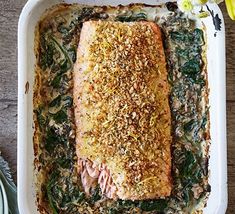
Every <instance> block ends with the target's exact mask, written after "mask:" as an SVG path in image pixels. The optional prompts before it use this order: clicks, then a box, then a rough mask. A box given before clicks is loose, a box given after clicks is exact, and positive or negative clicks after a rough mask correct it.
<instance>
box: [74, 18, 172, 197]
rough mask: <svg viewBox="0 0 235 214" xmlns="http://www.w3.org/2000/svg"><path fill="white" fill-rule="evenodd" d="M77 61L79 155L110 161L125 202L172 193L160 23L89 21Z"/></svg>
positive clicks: (75, 85) (112, 169) (76, 80)
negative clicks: (125, 201) (130, 22)
mask: <svg viewBox="0 0 235 214" xmlns="http://www.w3.org/2000/svg"><path fill="white" fill-rule="evenodd" d="M77 58H78V60H77V62H76V64H75V68H74V103H75V118H76V126H77V128H76V135H77V137H76V140H77V155H78V156H79V157H82V158H88V159H90V160H91V161H93V162H95V163H97V164H101V163H103V164H106V165H107V167H108V169H109V170H110V173H111V176H112V179H113V181H114V183H115V185H116V186H117V189H118V192H117V195H118V197H119V198H121V199H131V200H143V199H151V198H158V197H163V196H169V195H170V193H171V189H172V182H171V151H170V148H171V142H172V138H171V114H170V107H169V103H168V95H169V86H168V81H167V71H166V62H165V56H164V50H163V45H162V39H161V32H160V28H159V27H158V26H157V25H155V24H154V23H151V22H135V23H120V22H104V21H89V22H85V23H84V24H83V28H82V31H81V37H80V43H79V48H78V57H77Z"/></svg>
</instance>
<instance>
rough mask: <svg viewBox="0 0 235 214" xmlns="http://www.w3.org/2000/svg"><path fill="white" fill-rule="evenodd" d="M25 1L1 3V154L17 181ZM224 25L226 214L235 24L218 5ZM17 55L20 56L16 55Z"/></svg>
mask: <svg viewBox="0 0 235 214" xmlns="http://www.w3.org/2000/svg"><path fill="white" fill-rule="evenodd" d="M25 3H26V0H17V1H15V0H0V151H2V155H3V157H4V158H5V159H6V160H8V161H9V164H10V167H11V169H12V172H13V176H14V179H15V180H16V165H17V161H16V128H17V24H18V17H19V15H20V12H21V9H22V7H23V6H24V4H25ZM221 9H222V11H223V14H224V19H225V25H226V50H227V132H228V134H227V136H228V187H229V191H228V192H229V202H228V210H227V214H233V213H234V212H235V182H234V181H235V22H232V21H231V20H230V18H229V17H228V15H227V13H226V8H225V5H224V4H221ZM19 54H20V53H19Z"/></svg>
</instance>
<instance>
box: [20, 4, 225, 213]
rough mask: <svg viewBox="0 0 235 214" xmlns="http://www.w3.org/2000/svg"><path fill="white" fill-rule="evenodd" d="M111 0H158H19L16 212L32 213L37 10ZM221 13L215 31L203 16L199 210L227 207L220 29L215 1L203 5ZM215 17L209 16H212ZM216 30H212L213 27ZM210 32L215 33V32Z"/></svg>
mask: <svg viewBox="0 0 235 214" xmlns="http://www.w3.org/2000/svg"><path fill="white" fill-rule="evenodd" d="M62 2H66V3H82V4H90V5H108V4H109V5H110V4H111V5H117V4H120V3H122V4H128V3H132V2H142V3H147V4H159V3H161V2H163V1H159V0H146V1H141V0H122V1H120V0H119V1H118V0H102V1H98V0H72V1H71V0H65V1H62V0H50V1H48V0H29V1H28V2H27V4H26V5H25V7H24V9H23V11H22V13H21V16H20V19H19V29H18V205H19V210H20V213H21V214H36V213H38V211H37V208H36V203H35V200H36V198H35V188H34V166H33V160H34V153H33V131H34V129H33V126H34V125H33V102H32V101H33V83H34V64H35V56H34V50H33V47H34V30H35V26H36V24H37V22H38V20H39V19H40V16H41V15H42V13H43V12H44V11H45V10H46V9H47V8H50V7H51V6H52V5H55V4H57V3H62ZM209 8H210V9H211V10H213V11H214V15H216V14H218V16H219V18H221V21H222V23H221V31H217V32H216V31H215V27H214V25H213V21H212V17H211V16H210V17H208V18H205V19H203V22H204V24H205V26H206V29H207V41H208V48H207V60H208V73H209V88H210V96H209V100H210V119H211V130H210V132H211V148H210V161H209V169H210V178H209V182H210V184H211V194H210V197H209V200H208V204H207V207H206V208H205V209H204V213H205V214H223V213H225V211H226V208H227V141H226V112H225V111H226V102H225V98H226V88H225V29H224V22H223V17H222V14H221V11H220V9H219V7H218V6H217V5H212V4H210V5H209ZM214 20H215V19H214ZM215 32H216V33H215ZM215 34H216V35H215Z"/></svg>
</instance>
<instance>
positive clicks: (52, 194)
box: [34, 3, 210, 214]
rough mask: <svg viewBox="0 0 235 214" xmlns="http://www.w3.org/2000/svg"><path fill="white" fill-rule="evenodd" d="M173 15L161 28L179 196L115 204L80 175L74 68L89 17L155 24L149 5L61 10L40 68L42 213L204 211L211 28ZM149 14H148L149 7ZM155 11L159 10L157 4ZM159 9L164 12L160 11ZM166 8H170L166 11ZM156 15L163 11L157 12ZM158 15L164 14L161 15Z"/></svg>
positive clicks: (44, 20) (173, 10)
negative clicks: (150, 15) (206, 46)
mask: <svg viewBox="0 0 235 214" xmlns="http://www.w3.org/2000/svg"><path fill="white" fill-rule="evenodd" d="M166 6H167V8H168V10H169V11H168V12H167V15H166V16H161V17H160V16H159V17H157V18H156V19H155V18H154V21H156V23H158V24H159V25H160V26H161V27H162V29H163V34H164V43H165V44H164V45H165V50H166V58H167V66H168V72H169V75H168V79H169V83H170V84H171V94H170V106H171V112H172V120H173V128H172V134H173V136H174V143H173V146H172V156H173V160H172V161H173V163H172V164H173V167H172V174H173V184H174V188H173V191H172V195H171V196H170V197H167V198H162V199H156V200H145V201H128V200H117V201H112V200H108V199H105V198H104V197H103V196H101V193H100V189H99V187H97V188H96V189H95V190H94V191H93V194H92V196H91V197H90V198H87V197H86V196H85V193H84V192H83V189H82V185H81V180H80V176H78V175H77V171H76V164H77V157H76V153H75V125H74V115H73V97H72V88H73V81H72V79H73V78H72V75H73V64H74V62H75V61H76V48H77V45H78V42H79V41H78V39H79V33H80V30H81V27H82V23H83V22H84V21H87V20H99V19H104V20H105V19H107V20H115V21H122V22H129V21H141V20H152V18H150V16H149V15H148V13H147V12H146V11H148V7H147V6H138V8H137V9H136V8H135V7H134V6H131V7H130V8H129V9H128V10H127V8H126V7H119V8H118V9H116V11H115V12H114V9H113V8H107V7H80V6H77V5H73V6H66V5H65V6H64V8H63V6H61V7H62V8H63V9H60V10H59V9H58V11H59V12H58V11H57V10H55V11H54V12H53V14H54V15H50V16H48V17H49V18H48V17H46V18H44V19H43V20H42V21H41V22H40V23H39V47H38V53H39V54H38V56H37V63H38V66H39V67H40V69H39V70H38V71H37V72H38V73H37V75H39V76H40V80H41V82H40V86H39V89H35V90H40V91H39V94H40V99H39V103H38V104H37V105H35V110H34V113H35V115H36V121H37V123H38V125H39V135H40V138H39V148H40V152H39V158H38V159H39V164H40V167H39V169H38V170H39V171H42V174H43V175H44V176H45V178H44V179H43V182H41V184H40V191H41V192H42V195H41V202H40V204H39V207H40V210H41V211H42V210H44V211H46V212H48V213H53V214H57V213H65V214H66V213H70V214H71V213H76V214H77V213H109V214H115V213H192V212H194V210H197V207H198V206H201V205H202V207H203V206H204V202H203V200H204V199H206V197H207V195H208V192H209V191H210V186H209V185H208V182H207V177H208V155H207V154H206V153H205V150H207V145H208V140H209V135H208V118H209V116H208V106H207V100H206V99H205V98H204V97H205V96H206V95H207V76H206V71H205V69H203V68H204V67H205V66H204V63H205V62H204V61H203V58H202V55H203V49H202V48H203V47H204V45H205V41H204V36H203V31H202V30H201V29H198V28H196V27H195V22H194V21H192V20H190V19H188V18H185V17H184V16H183V14H181V13H180V12H177V11H176V10H177V8H176V6H175V5H174V4H170V3H168V4H167V5H166ZM144 8H145V9H146V10H145V9H144ZM150 10H153V7H150ZM158 10H159V8H158ZM165 10H167V9H166V8H165ZM155 11H156V10H155ZM156 14H157V12H156Z"/></svg>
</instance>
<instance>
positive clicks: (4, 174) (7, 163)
mask: <svg viewBox="0 0 235 214" xmlns="http://www.w3.org/2000/svg"><path fill="white" fill-rule="evenodd" d="M0 180H1V181H2V183H3V185H4V188H5V191H6V195H7V201H8V209H9V213H10V214H18V213H19V211H18V206H17V190H16V185H15V184H14V181H13V179H12V176H11V172H10V168H9V166H8V163H7V162H6V161H5V160H4V159H3V157H2V156H0Z"/></svg>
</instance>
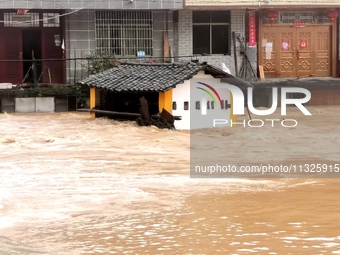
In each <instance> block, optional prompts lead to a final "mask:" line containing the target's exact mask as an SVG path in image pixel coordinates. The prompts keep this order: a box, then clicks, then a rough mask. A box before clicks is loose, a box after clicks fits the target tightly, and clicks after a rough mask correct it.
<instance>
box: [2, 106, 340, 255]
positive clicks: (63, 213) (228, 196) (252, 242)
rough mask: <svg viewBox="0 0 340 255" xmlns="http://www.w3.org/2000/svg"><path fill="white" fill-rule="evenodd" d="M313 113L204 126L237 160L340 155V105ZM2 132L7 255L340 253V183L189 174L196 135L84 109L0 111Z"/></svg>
mask: <svg viewBox="0 0 340 255" xmlns="http://www.w3.org/2000/svg"><path fill="white" fill-rule="evenodd" d="M310 111H312V114H313V118H309V119H308V118H307V117H301V113H299V112H293V113H292V114H293V117H294V116H295V117H296V118H299V117H301V121H300V119H299V126H297V127H296V128H292V129H284V128H282V127H275V128H271V129H263V130H258V131H254V130H253V129H250V128H242V127H241V128H234V129H232V130H231V129H230V128H229V129H228V128H227V129H216V130H212V129H210V130H202V131H200V132H201V134H202V135H205V136H208V137H209V138H211V139H212V140H222V139H223V141H224V143H225V144H228V147H227V148H228V149H227V150H225V151H224V153H225V155H226V156H227V157H230V158H231V161H232V162H233V164H236V165H241V164H244V163H247V164H259V163H271V162H275V163H282V164H288V163H289V164H290V163H297V164H298V163H300V162H302V161H303V162H305V163H306V162H309V163H316V162H327V163H331V164H336V163H340V161H339V159H340V157H339V156H338V155H339V152H340V149H339V143H340V137H339V131H340V128H339V126H338V125H339V124H340V107H314V108H313V107H312V108H311V109H310ZM294 114H295V115H294ZM0 129H1V135H0V157H1V160H0V254H1V255H14V254H30V255H31V254H32V255H33V254H34V255H35V254H55V255H64V254H65V255H76V254H207V255H210V254H234V255H236V254H239V255H241V254H271V255H274V254H284V255H287V254H293V255H296V254H308V255H309V254H325V255H326V254H340V221H339V219H340V179H337V178H328V179H327V178H312V177H310V178H308V176H306V178H273V179H268V178H262V179H246V178H239V179H230V178H229V179H228V178H214V179H202V178H190V175H189V165H190V133H189V132H187V131H174V130H160V129H158V128H155V127H138V126H137V125H136V124H135V123H134V122H131V121H125V122H120V121H115V120H110V119H106V118H97V119H90V118H89V115H88V114H86V113H76V112H68V113H49V114H44V113H35V114H33V113H32V114H0ZM198 135H199V134H198ZM224 143H221V144H222V145H220V146H225V144H224ZM245 144H246V145H247V146H244V145H245ZM194 149H195V148H194ZM314 161H315V162H314Z"/></svg>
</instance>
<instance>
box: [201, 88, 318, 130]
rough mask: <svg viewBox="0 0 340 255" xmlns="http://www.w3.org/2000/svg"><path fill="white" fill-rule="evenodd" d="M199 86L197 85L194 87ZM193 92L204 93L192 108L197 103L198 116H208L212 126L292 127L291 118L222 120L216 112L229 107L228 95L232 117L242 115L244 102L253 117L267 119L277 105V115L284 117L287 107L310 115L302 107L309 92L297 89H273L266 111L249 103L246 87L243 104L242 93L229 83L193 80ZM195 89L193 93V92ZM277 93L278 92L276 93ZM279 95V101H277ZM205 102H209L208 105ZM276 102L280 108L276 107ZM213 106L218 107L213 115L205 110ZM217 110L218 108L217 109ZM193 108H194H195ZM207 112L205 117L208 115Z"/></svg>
mask: <svg viewBox="0 0 340 255" xmlns="http://www.w3.org/2000/svg"><path fill="white" fill-rule="evenodd" d="M198 84H199V85H200V86H197V85H198ZM196 89H197V90H200V91H203V92H204V94H202V93H201V94H200V96H196V98H197V97H199V100H200V101H199V102H198V101H196V106H197V104H198V103H199V104H200V105H201V107H199V109H200V110H201V111H200V113H201V115H209V114H211V116H214V118H213V119H212V127H217V126H225V125H228V126H235V125H243V126H249V127H262V126H264V125H265V124H266V123H268V124H270V125H271V126H272V127H274V125H275V123H276V122H280V123H281V125H282V126H284V127H295V126H296V125H297V124H298V122H297V121H296V120H294V119H283V120H280V119H265V120H261V119H251V120H249V121H246V120H244V121H242V122H235V121H234V123H233V122H232V119H231V118H230V116H229V117H228V118H225V114H224V113H223V112H220V111H219V110H220V109H223V110H226V109H229V108H230V104H229V103H228V101H229V102H230V94H231V95H232V98H233V100H232V107H231V108H232V113H233V114H234V115H244V114H245V105H246V104H245V103H247V106H248V110H249V112H250V113H252V114H254V115H256V116H268V115H271V114H273V113H274V112H275V111H276V110H277V108H278V106H280V108H281V116H286V115H287V105H293V106H295V107H297V108H298V109H299V110H300V111H301V112H302V113H303V114H304V115H306V116H311V115H312V114H311V113H310V112H309V111H308V110H307V108H306V107H305V106H304V104H305V103H308V102H309V100H310V99H311V93H310V91H309V90H307V89H305V88H300V87H282V88H281V89H280V91H279V89H278V88H276V87H274V88H272V91H271V98H272V102H271V107H270V108H268V109H256V108H255V107H254V101H253V90H254V88H252V87H248V88H247V95H246V100H247V101H245V95H244V93H243V91H242V90H241V89H240V88H239V87H237V86H235V85H231V84H227V83H213V82H202V81H197V82H196ZM197 90H196V91H197ZM279 92H280V93H279ZM289 94H299V95H300V96H301V97H300V98H290V97H289ZM279 95H280V100H278V99H279ZM209 100H211V101H210V103H209ZM279 102H280V105H279ZM214 105H216V106H217V105H220V107H216V109H215V111H214V113H213V111H208V110H214ZM217 108H220V109H217ZM196 109H198V108H197V107H196ZM208 112H209V114H208Z"/></svg>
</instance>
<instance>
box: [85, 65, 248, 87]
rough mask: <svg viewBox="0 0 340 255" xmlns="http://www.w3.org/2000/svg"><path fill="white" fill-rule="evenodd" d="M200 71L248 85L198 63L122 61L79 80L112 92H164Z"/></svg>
mask: <svg viewBox="0 0 340 255" xmlns="http://www.w3.org/2000/svg"><path fill="white" fill-rule="evenodd" d="M201 70H204V71H206V72H207V73H210V74H211V75H213V76H217V75H218V77H220V78H229V79H228V83H230V84H233V85H236V86H243V87H249V86H252V85H250V84H249V83H246V82H244V81H242V80H241V79H239V78H237V77H234V76H233V75H231V74H228V73H226V72H224V71H222V70H221V69H218V68H216V67H214V66H211V65H207V64H200V63H186V64H179V63H176V64H174V63H173V64H136V63H122V64H120V65H119V66H118V67H116V68H111V69H109V70H106V71H104V72H101V73H98V74H93V75H90V76H89V77H87V78H85V79H83V80H82V81H81V82H80V83H81V84H85V85H87V86H90V87H95V88H99V89H107V90H111V91H115V92H122V91H125V92H129V91H130V92H131V91H166V90H169V89H170V88H174V87H175V86H176V85H177V84H181V83H183V82H184V81H185V80H189V79H191V78H192V77H193V76H194V75H196V74H197V73H198V72H199V71H201Z"/></svg>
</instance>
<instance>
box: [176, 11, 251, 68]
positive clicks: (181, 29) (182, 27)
mask: <svg viewBox="0 0 340 255" xmlns="http://www.w3.org/2000/svg"><path fill="white" fill-rule="evenodd" d="M233 31H234V32H235V33H237V34H239V35H240V38H241V40H242V41H243V43H244V44H245V11H244V10H232V11H231V32H233ZM192 47H193V42H192V11H191V10H180V11H179V21H178V56H179V57H178V60H179V61H182V62H184V61H190V60H192V59H197V60H199V61H201V62H203V61H206V62H208V63H209V64H211V65H214V66H216V67H218V68H222V64H221V63H225V64H226V66H227V67H228V68H229V69H230V71H231V73H232V74H235V62H234V49H233V42H232V41H231V54H230V55H210V56H198V55H197V56H195V57H183V56H192V55H193V48H192ZM239 52H240V44H239V42H238V41H236V53H237V62H238V69H239V68H240V65H241V62H242V55H240V54H239ZM252 55H253V53H252ZM255 55H256V54H255ZM255 60H256V58H255Z"/></svg>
-*-*-
• _The task_
Without the pictures, copy the entries from their first line through the line containing "box: [74, 18, 172, 197]", and only those lines.

• _Expected answer_
Every <instance> block ends with the target's exact mask, written after "mask:" as an SVG path in image pixels. The optional prompts before it use this order: clicks, then a box, then a rough mask. A box given before clicks is loose, a box given after clicks is exact, and positive or negative clicks after a rough mask correct it.
<instance>
box: [74, 18, 172, 197]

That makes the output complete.